> **TASK TO COMPLETE**: Only the pictures are to be dropped; return all other data below exactly.

> **INPUT FOR THIS TASK**:
┄┄┄┄┄┄

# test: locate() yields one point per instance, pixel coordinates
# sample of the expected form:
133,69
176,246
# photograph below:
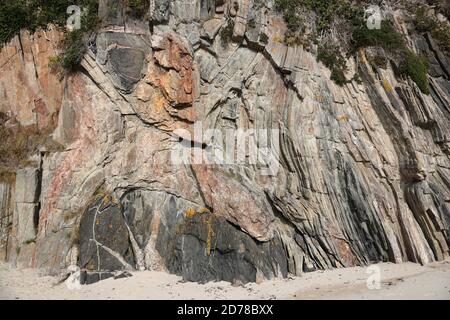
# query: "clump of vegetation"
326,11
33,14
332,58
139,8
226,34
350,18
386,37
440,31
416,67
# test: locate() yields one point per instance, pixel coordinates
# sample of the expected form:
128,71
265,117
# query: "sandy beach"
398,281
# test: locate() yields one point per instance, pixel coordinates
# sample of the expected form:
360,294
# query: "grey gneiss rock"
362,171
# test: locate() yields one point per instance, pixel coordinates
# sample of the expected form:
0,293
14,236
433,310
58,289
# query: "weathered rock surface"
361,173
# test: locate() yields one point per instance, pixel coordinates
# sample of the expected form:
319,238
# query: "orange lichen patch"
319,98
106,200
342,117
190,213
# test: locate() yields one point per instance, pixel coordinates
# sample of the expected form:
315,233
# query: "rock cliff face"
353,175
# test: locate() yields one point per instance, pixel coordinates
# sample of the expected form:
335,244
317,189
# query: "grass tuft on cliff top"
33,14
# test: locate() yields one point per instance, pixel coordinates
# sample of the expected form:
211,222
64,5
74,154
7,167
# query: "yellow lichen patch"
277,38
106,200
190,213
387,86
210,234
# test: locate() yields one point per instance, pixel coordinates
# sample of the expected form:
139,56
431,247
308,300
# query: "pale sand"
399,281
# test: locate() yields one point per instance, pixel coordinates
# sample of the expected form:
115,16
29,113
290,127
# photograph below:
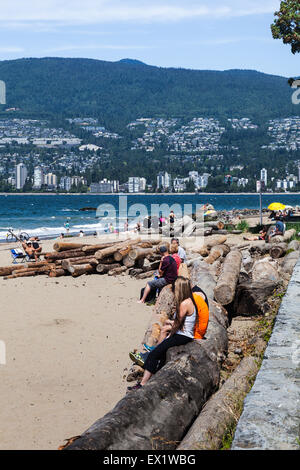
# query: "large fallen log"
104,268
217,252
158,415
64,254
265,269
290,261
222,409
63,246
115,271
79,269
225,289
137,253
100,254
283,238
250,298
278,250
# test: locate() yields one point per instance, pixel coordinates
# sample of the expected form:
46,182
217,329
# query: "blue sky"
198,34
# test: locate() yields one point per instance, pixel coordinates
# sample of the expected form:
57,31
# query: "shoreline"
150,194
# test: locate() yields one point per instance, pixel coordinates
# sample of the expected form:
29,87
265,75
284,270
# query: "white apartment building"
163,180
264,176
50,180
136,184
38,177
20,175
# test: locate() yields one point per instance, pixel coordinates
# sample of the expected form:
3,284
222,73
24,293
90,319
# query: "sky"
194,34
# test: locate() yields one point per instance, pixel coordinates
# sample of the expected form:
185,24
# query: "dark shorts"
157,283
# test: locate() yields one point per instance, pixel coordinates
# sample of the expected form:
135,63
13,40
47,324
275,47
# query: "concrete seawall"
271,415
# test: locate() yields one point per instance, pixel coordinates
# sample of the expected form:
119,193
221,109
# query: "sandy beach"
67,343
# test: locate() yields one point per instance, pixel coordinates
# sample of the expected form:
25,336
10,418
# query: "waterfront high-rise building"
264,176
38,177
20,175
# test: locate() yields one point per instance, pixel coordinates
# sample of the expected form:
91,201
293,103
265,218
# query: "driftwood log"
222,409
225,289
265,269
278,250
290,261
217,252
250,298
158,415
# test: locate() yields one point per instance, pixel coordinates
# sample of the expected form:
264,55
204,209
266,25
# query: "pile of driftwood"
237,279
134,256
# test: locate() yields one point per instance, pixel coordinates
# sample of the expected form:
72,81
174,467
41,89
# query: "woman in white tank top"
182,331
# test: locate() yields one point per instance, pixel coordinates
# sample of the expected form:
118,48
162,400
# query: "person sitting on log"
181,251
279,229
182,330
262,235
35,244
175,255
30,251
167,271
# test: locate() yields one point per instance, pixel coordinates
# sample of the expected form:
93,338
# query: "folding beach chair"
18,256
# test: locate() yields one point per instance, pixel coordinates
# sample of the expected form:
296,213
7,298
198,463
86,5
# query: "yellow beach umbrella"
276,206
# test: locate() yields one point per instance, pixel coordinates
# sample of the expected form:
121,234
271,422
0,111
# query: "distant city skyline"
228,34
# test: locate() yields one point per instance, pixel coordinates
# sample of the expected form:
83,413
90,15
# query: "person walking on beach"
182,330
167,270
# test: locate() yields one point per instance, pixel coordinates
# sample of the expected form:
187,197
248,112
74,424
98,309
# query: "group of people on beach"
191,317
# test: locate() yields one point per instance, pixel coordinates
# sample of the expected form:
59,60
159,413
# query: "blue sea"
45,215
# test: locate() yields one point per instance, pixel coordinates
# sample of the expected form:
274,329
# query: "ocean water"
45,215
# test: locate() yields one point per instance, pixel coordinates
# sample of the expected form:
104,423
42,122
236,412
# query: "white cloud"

┄┄┄┄┄┄

> **REPLY**:
# test: locate() yields one point per instance, pixel coordinates
# sample of the expected form:
133,69
176,246
# photograph below:
# query: "clump of vegetation"
326,11
33,14
332,58
139,8
226,34
350,18
386,37
440,31
416,67
# test: locate() yields one point per instance, pixel coordinates
# sample of the expected form:
128,71
265,117
# query: "sandy beach"
398,281
# test: locate() yields one point per instance, pixel coordinates
# sample of the expected form:
360,294
# query: "grey gneiss rock"
362,171
# test: locate() yields one point per instance, pixel coordinates
# sample of the expected form:
0,293
14,236
433,310
58,289
# query: "weathered rock surface"
361,173
# test: locate() yields one point per instance, pixel coordinates
# sample of the expected form:
319,238
# query: "orange lichen patch"
319,98
106,200
342,117
190,213
# test: locate() yields one point per instance, pixel coordinates
# sample of the expected form:
315,233
# query: "rock cliff face"
353,175
# test: locate() yields one point per instance, pixel coordinates
# sample of the expected form:
335,244
317,189
# query: "grass tuft on cliff top"
33,14
# test: locate() yields one point per instance, pixel coordinates
# sample of the expected form:
211,222
64,5
74,154
7,167
# query: "yellow lichen patch"
277,38
106,200
190,213
387,86
210,234
# test: locate() yields one point per instance, pixel coordinates
# sample of the expected form:
139,56
431,247
308,300
# query: "pale sand"
399,281
# test: locate() yields one point per instance, pixel coordinates
# sample of the expected form:
115,16
29,113
290,127
# photograph below:
# query: "large fallen log"
104,268
217,252
158,415
64,254
265,269
290,261
222,409
63,246
115,271
79,269
225,289
137,253
100,254
283,238
250,298
278,250
# test: locate() yields one point per instance, pixel coordinates
# sample of the expected form:
46,182
217,329
# query: "blue sky"
198,34
# test: locate() yields one point per instance, pixel coordinates
# sample of the expected form:
57,31
# query: "shoreline"
150,194
# test: locate() yields one point per instance, pixel coordinates
# sample of the expected form:
29,87
265,75
284,270
# query: "white apartment building"
163,180
264,176
50,180
136,184
38,177
20,175
# test: locate() yields one point per instance, pixel coordinates
# sample of the expected form:
3,284
222,73
24,293
90,319
# query: "sky"
194,34
# test: locate() yields one point per instance, pixel coordinates
# sample of the expected form:
185,24
# query: "dark shorts"
157,283
# test: locate() yields one point per instance, pixel coordinates
# sample of the expected form:
135,63
13,40
47,324
275,47
# query: "concrete seawall"
271,415
# test: locate() yields one point per instance, pixel coordinates
# sample of the expected form:
119,193
221,109
# query: "sandy beach"
67,343
# test: locate() yields one point per instance, pixel coordinates
# sample of the expected form:
25,336
10,418
# query: "waterfront high-rise building"
264,176
38,177
20,175
# test: locate() yields one point per instance, pixel coordinates
# sample of the expected form:
91,201
293,103
265,218
# query: "driftwood log"
222,409
225,289
265,269
278,250
290,261
217,252
250,298
158,415
# test: locate() yields one point per instance, pixel coordinates
# sample of the expected form:
264,55
204,209
266,25
# query: "pile of driftwood"
237,279
134,256
# test: locate() yields one point per instance, pixel coordinates
# sample of the expected form:
72,81
174,467
41,89
# query: "woman in white tank top"
182,331
# test: locate() yields one point per instance, pixel coordinates
# sample of the expected form:
118,48
162,400
# query: "person sitting on log"
181,251
279,229
182,330
262,235
35,244
175,255
30,251
167,271
# test: locate() yields one point per instance, pixel coordinates
# sample of the expected form:
93,338
# query: "folding beach chair"
18,256
# test: locate() yields one point per instance, pixel coordinates
# sample of the expected form:
296,213
7,298
198,463
86,5
# query: "yellow beach umbrella"
276,206
# test: locate() yields one point per instance, pixel coordinates
# sample of the expected form:
121,234
271,422
0,111
# query: "distant city skyline"
228,34
# test: locate() yields one point per instance, pixel coordinates
# sample of the expected form:
83,413
90,15
# query: "person walking on beach"
182,330
167,270
# test: locate() yields one point per instance, pixel coordinates
# sample of the expected form:
187,197
248,112
74,424
98,309
# query: "group of people on beach"
191,317
# test: locate() yields one point per instance, pixel coordinates
# sample of the expected form:
59,60
159,413
# query: "blue sea"
45,215
# test: locate() yields one point per instance, pixel coordinates
# sample of the expected form:
274,329
# query: "ocean water"
45,215
# test: locate() yields one point per instance, pixel coordinates
# sample of the expected form:
104,423
42,122
236,412
# query: "white cloud"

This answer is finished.